También están los que llegan por recomendación de tatuadores: quieren hacerse un cover y, para eso, es mejor un par de sesiones de láser antes de volver a pinchar. Borrar y bajar los tonos de los colores para poder tatuar arriba dos meses después. Pérez Rivera dice que los “arrepentidos” son más de lo que uno podría imaginar. Gente que lo llama a la semana o al mes de haberse tatuado. Otro factor común son las ex parejas. Tanto heterosexuales como homosexuales. Muchas veces llegan dos hombres: por lo general, paga el que no tiene que borrarse el nombre o el tatuaje que recuerda a su anterior amor.
“Inevitablemente te cuentan el por qué; sienten la necesidad de justificar el borrado. Tengo clientes que reniegan de tener que borrárselos por cuestiones laborales. Me pasó de que me encarguen borrar medio tatuaje; sólo la mitad que estaba a la vista”.
En Recoleta, el Doctor Sergio Korzin recuerda que antes no había forma “civilizada” de borrar un tatuaje. “O se quemaba con ácido o se pulía; quedaba horrible: una cicatriz del tamaño del tatuaje”, dice. Eso fue hasta los 80. Más adelante comenzarían a ingresar equipos que se usaban para estética o cosmética: angiomas o várices, manchas rojas o “café con leche”. El primero, había servido para la depilación definitiva. Algunos de esos lásers servían, también, para los tatuajes. El problema es que generaban energía en un periodo de tiempo muy largo. Hasta que llegaron los Q-Switched, que tienen la capacidad de entregar mucha energía en poco tiempo. Es decir, hacer vibrar el pigmento hasta romperlo, generando poco o nada de calor para el cuerpo. Cada sesión puede durar entre uno y veinte minutos, según su tamaño.
“En Argentina estamos más en la fase de hacernos que de sacarnos un tatuaje. La tinta llegó tarde al país. Pero es cuestión de tiempo; la gente no pronostica cómo va a estar su cuerpo de grande”, dice Korzin. Y agrega: “Yo lo compruebo acá. A los 40 años no funciona lo que se hicieron a los 22, 25 años. Te dicen me creía vivo y me hice esto. Hay gente que tenía un estilo de vida y hoy pretenden tener otro y el tatuaje los condiciona”. Su recomendación es comenzar a analizar qué tanto costará borrar el diseño que uno se elige para tatuar. Pérez Rivera aclara que el trabajo creció por cuestiones laborales. “Hay administrativos que sienten que en el trabajo los miran mal, y usan camisas manga larga, muñequeras y lo que sea para taparlos”, dice. “Saben que no los van a echar por un tatuaje pero me cuentan que creen que tenerlos a la vista puede ser una causa para no crecer en la empresa”.

▶ DATOS PROPORCIONADOS:
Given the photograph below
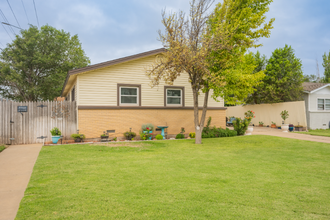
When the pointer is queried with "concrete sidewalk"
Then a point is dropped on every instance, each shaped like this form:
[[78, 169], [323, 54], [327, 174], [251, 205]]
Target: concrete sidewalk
[[293, 135], [16, 164]]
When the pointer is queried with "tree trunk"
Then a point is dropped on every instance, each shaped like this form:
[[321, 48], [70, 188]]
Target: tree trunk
[[199, 124]]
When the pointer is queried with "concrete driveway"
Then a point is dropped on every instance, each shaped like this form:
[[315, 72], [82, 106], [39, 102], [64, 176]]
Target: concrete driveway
[[16, 164], [294, 135]]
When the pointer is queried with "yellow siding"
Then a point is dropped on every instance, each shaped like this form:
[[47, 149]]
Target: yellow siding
[[99, 87], [92, 123]]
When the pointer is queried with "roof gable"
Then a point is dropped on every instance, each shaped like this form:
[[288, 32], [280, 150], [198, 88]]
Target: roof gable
[[74, 72]]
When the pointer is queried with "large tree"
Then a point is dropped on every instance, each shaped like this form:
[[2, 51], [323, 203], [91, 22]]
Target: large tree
[[326, 65], [34, 66], [261, 62], [284, 77], [210, 48]]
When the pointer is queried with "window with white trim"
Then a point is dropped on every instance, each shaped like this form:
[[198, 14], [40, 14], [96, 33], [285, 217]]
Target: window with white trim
[[129, 95], [323, 104], [173, 96]]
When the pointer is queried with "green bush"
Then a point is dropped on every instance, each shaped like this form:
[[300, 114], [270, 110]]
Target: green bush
[[145, 126], [2, 148], [159, 137], [179, 136], [129, 135], [55, 132], [241, 125], [75, 136]]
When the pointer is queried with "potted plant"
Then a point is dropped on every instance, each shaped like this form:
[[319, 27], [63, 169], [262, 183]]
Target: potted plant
[[104, 136], [291, 127], [273, 125], [249, 115], [56, 135], [78, 137], [284, 115], [129, 135]]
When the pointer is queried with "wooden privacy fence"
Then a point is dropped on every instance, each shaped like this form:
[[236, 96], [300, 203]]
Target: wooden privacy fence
[[35, 121]]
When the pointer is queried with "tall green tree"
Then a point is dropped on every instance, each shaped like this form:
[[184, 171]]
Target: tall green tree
[[34, 66], [326, 65], [261, 62], [211, 49], [284, 77]]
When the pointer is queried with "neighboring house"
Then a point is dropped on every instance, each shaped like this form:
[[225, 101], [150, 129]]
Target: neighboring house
[[317, 102], [116, 95]]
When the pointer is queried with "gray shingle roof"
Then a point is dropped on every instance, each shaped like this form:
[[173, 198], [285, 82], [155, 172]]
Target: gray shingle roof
[[309, 87]]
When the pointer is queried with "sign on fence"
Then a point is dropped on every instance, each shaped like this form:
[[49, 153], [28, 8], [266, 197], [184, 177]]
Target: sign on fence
[[37, 121], [21, 108]]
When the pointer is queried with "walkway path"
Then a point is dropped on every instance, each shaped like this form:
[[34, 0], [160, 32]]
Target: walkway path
[[16, 164], [294, 135]]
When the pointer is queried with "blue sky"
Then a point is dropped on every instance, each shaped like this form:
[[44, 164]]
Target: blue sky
[[114, 29]]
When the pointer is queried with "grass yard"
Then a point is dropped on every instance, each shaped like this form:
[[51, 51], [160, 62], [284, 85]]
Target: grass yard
[[250, 177], [318, 132], [2, 148]]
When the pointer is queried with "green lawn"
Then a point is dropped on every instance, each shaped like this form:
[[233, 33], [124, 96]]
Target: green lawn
[[250, 177], [2, 148], [318, 132]]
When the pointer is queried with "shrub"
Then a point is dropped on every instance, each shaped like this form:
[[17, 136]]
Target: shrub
[[129, 135], [145, 126], [75, 136], [179, 136], [241, 125], [159, 137], [55, 132]]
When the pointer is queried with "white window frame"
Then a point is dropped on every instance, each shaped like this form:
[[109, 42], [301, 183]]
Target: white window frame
[[137, 96], [324, 104], [181, 93]]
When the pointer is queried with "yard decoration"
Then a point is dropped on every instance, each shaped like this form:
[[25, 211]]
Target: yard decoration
[[273, 125], [240, 126], [249, 115], [159, 137], [78, 137], [211, 49], [284, 115], [56, 135]]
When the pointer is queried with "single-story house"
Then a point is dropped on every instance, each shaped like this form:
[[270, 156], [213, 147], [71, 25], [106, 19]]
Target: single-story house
[[317, 103], [116, 95]]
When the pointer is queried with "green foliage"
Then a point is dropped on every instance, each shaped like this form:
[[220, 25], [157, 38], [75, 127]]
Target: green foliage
[[284, 114], [218, 132], [34, 66], [179, 136], [149, 125], [232, 70], [326, 65], [75, 136], [129, 135], [159, 137], [240, 126], [55, 132], [284, 78], [260, 62]]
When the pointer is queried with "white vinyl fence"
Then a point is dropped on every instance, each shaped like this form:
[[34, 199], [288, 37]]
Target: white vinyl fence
[[28, 122]]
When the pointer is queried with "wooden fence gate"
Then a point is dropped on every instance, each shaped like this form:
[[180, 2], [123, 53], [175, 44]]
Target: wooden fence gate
[[32, 120]]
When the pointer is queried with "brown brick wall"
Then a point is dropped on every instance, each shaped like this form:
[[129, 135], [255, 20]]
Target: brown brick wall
[[92, 123]]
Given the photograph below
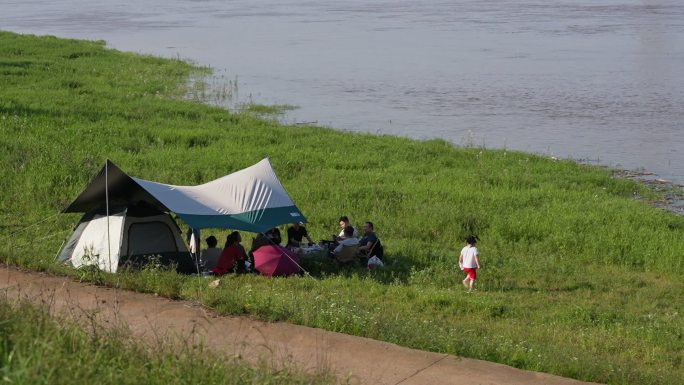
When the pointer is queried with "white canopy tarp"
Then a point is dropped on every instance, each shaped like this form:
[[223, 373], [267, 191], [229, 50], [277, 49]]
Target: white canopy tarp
[[252, 199]]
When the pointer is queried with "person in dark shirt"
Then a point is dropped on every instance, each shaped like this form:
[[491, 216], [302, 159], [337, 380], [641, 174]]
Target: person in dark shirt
[[370, 243], [274, 235], [295, 234]]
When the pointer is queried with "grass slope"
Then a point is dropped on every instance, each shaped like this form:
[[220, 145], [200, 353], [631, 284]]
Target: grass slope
[[580, 279]]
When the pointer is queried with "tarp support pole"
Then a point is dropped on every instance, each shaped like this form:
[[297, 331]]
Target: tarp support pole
[[109, 247]]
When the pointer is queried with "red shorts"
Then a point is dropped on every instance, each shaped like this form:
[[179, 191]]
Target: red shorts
[[472, 272]]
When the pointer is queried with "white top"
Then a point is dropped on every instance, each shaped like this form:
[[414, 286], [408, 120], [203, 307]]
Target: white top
[[356, 233], [469, 253], [210, 257], [346, 242]]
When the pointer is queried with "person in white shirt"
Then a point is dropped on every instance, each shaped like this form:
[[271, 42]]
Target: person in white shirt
[[470, 262], [344, 223], [349, 240]]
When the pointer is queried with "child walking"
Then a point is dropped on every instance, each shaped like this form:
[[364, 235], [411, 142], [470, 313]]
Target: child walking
[[470, 262]]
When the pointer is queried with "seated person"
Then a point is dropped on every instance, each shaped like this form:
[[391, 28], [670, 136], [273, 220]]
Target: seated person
[[295, 234], [370, 244], [274, 235], [344, 223], [232, 257], [349, 240], [258, 241], [211, 254]]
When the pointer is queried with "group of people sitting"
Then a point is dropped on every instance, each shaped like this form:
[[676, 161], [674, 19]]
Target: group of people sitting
[[345, 246], [347, 243]]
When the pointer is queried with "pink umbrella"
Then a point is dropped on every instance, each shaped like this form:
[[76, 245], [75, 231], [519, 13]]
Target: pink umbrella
[[272, 260]]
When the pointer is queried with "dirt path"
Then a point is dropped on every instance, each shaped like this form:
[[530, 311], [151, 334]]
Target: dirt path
[[361, 360]]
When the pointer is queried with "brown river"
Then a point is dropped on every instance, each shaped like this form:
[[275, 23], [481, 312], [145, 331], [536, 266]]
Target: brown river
[[597, 81]]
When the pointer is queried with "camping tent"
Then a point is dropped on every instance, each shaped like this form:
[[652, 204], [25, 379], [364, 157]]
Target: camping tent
[[252, 199], [127, 236]]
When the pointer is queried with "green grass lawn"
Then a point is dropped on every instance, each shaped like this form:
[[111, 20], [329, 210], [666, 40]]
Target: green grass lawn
[[579, 278]]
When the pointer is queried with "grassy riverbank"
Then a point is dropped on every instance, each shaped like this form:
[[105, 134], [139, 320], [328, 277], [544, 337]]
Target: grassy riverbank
[[580, 279]]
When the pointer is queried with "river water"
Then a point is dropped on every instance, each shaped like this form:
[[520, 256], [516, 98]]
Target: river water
[[595, 80]]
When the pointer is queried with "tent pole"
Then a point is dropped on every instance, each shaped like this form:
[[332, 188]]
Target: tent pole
[[109, 247]]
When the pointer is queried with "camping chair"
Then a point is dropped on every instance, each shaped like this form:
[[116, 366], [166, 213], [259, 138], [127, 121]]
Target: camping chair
[[347, 254], [365, 254]]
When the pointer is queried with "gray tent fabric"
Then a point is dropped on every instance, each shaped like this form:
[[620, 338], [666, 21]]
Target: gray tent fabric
[[126, 237], [252, 199]]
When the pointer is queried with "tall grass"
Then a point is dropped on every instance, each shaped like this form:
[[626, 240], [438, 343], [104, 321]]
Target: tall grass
[[36, 349], [580, 278]]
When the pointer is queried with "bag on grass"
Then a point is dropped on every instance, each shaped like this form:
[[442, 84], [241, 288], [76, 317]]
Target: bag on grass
[[374, 262]]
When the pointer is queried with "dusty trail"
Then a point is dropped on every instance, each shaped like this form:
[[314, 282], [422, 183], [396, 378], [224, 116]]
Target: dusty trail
[[361, 360]]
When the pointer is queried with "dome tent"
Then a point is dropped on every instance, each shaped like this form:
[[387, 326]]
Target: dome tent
[[136, 212]]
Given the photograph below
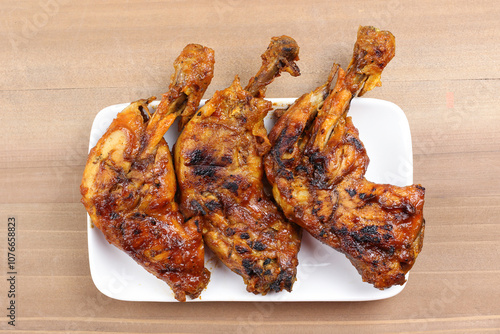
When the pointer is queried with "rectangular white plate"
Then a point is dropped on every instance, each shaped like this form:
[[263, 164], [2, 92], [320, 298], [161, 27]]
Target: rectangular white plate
[[323, 273]]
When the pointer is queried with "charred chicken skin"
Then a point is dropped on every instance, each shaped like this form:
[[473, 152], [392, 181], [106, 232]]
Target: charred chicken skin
[[218, 160], [317, 165], [129, 183]]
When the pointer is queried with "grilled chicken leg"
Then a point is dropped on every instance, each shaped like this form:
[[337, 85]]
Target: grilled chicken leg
[[129, 183], [317, 165], [218, 160]]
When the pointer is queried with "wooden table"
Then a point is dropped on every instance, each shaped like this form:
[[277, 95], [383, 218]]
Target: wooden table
[[63, 61]]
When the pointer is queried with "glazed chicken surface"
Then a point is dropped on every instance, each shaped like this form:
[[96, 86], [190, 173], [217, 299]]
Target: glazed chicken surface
[[129, 182], [317, 165], [218, 160]]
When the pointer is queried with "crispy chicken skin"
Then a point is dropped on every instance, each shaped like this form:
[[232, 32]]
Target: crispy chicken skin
[[218, 160], [317, 165], [129, 183]]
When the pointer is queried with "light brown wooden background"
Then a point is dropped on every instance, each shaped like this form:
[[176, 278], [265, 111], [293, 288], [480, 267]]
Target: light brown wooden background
[[63, 61]]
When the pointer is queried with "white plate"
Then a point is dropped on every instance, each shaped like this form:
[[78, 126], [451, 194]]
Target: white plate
[[323, 273]]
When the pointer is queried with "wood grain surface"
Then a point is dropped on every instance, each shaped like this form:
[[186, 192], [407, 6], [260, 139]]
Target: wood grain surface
[[63, 61]]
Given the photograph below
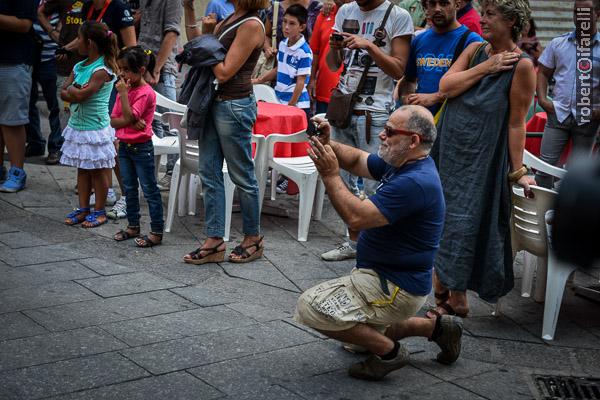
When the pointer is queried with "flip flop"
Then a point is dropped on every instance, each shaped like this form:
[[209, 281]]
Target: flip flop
[[77, 216], [147, 242], [243, 252], [213, 255], [442, 297], [92, 219], [124, 235], [449, 311]]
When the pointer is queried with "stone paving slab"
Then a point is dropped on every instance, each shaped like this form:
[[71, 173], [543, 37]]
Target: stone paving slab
[[514, 384], [6, 228], [175, 386], [118, 285], [101, 311], [67, 376], [498, 328], [339, 385], [176, 325], [271, 393], [204, 297], [40, 274], [104, 267], [51, 347], [38, 255], [278, 367], [199, 350], [260, 271], [17, 240], [17, 325], [444, 390], [260, 313], [52, 294]]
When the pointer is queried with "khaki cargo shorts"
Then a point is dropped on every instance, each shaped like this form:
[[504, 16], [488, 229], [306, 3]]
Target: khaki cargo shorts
[[341, 303]]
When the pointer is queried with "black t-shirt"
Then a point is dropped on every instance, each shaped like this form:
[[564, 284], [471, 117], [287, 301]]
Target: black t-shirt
[[17, 48], [117, 16], [70, 19]]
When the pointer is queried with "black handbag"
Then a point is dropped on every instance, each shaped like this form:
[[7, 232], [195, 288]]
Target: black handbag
[[341, 105]]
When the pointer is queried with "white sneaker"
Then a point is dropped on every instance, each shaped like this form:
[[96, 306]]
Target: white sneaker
[[119, 210], [343, 252], [282, 186], [164, 185], [111, 198]]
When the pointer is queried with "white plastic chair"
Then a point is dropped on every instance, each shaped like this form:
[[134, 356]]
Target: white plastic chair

▶ CONSIGNA: Según el fragmento sobre el borrado de tatuajes, ¿para qué afecciones se usaban los equipos de estética o cosmética que "comenzarían a ingresar" en el país? Enuméralas todas. No hace falta consultar las entradas.

▶ SOLUCIÓN: Angiomas, várices, manchas rojas y manchas "café con leche".